- [Task details]:
Return each line of the rows below unchanged, from the first row through the last.

- [Supplied data]:
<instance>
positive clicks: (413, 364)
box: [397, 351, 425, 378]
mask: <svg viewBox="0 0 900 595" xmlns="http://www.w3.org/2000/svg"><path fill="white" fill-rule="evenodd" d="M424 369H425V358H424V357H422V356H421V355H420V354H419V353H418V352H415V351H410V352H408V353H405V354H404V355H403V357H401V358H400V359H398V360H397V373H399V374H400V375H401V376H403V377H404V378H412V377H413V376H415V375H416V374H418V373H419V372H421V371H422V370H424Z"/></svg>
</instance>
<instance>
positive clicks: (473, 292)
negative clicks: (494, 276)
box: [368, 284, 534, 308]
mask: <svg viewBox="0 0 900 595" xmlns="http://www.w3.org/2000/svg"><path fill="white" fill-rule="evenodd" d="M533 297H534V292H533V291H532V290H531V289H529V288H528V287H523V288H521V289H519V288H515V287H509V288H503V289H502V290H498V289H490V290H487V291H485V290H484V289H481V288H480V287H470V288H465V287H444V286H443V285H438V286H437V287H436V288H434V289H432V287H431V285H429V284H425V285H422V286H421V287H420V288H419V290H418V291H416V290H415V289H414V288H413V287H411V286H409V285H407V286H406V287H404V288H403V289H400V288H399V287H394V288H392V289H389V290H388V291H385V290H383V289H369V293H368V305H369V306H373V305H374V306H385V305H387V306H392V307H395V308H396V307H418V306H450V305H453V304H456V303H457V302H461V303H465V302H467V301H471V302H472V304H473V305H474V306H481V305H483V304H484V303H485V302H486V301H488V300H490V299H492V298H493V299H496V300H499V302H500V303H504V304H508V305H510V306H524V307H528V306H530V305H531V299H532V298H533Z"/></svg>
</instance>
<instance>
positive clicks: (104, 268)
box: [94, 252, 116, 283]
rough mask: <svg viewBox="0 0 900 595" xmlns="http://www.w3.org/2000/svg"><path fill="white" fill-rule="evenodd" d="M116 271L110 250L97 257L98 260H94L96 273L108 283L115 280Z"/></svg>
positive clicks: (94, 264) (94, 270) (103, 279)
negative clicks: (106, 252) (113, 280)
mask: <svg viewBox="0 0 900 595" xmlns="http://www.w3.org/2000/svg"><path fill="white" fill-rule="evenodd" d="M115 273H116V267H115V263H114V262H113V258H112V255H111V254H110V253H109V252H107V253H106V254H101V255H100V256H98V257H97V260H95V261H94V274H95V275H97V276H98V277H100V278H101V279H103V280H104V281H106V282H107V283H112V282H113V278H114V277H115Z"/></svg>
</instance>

- [Solution to this problem]:
<instance>
positive clicks: (413, 364)
box: [397, 351, 425, 378]
mask: <svg viewBox="0 0 900 595" xmlns="http://www.w3.org/2000/svg"><path fill="white" fill-rule="evenodd" d="M424 369H425V358H424V357H422V356H421V355H420V354H419V353H418V352H415V351H410V352H408V353H405V354H404V355H403V357H401V358H400V359H398V360H397V373H399V374H400V375H401V376H403V377H404V378H412V377H413V376H415V375H416V374H418V373H419V372H421V371H422V370H424Z"/></svg>
</instance>
<instance>
positive clicks: (473, 292)
negative clicks: (494, 276)
box: [368, 284, 534, 308]
mask: <svg viewBox="0 0 900 595" xmlns="http://www.w3.org/2000/svg"><path fill="white" fill-rule="evenodd" d="M533 297H534V292H533V291H532V290H531V289H529V288H528V287H523V288H521V289H519V288H515V287H509V288H503V289H502V290H498V289H490V290H487V291H485V290H484V289H481V288H480V287H470V288H465V287H444V286H443V285H438V286H437V287H436V288H434V289H432V287H431V285H429V284H425V285H422V286H421V287H420V288H419V290H418V291H416V290H415V289H414V288H413V287H411V286H409V285H407V286H406V287H404V288H403V289H400V288H399V287H394V288H392V289H389V290H388V291H385V290H383V289H369V293H368V305H369V306H373V305H374V306H385V305H387V306H392V307H395V308H396V307H418V306H450V305H453V304H456V303H457V302H461V303H465V302H467V301H471V302H472V304H473V305H474V306H481V305H483V304H484V303H485V302H486V301H488V300H490V299H492V298H493V299H496V300H499V302H500V303H504V304H508V305H510V306H524V307H528V306H530V305H531V299H532V298H533Z"/></svg>
</instance>
<instance>
positive clicks: (104, 268)
box: [94, 252, 116, 283]
rough mask: <svg viewBox="0 0 900 595" xmlns="http://www.w3.org/2000/svg"><path fill="white" fill-rule="evenodd" d="M116 271L110 250L97 257L98 260H94L96 273L108 283L115 280Z"/></svg>
positive clicks: (94, 264) (94, 270) (103, 279)
negative clicks: (106, 252) (113, 280)
mask: <svg viewBox="0 0 900 595" xmlns="http://www.w3.org/2000/svg"><path fill="white" fill-rule="evenodd" d="M115 273H116V267H115V263H114V262H113V258H112V255H111V254H110V253H109V252H107V253H106V254H101V255H100V256H98V257H97V260H95V261H94V274H95V275H97V276H98V277H100V278H101V279H103V280H104V281H106V282H107V283H112V282H113V278H114V277H115Z"/></svg>
</instance>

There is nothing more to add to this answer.